Your instructions >> Set down every entry once more, exactly as it appears.

Dataset records >>

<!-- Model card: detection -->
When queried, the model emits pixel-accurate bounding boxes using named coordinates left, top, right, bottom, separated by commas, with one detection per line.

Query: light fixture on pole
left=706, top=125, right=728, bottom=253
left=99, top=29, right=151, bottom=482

Result for this exercise >>
<!-- Model card: detection -->
When queried, the model emits pixel-accurate bounding boxes using named coordinates left, top, right, bottom, separated by commas, with one detection per line.

Query: light fixture on pole
left=706, top=125, right=728, bottom=253
left=99, top=29, right=151, bottom=482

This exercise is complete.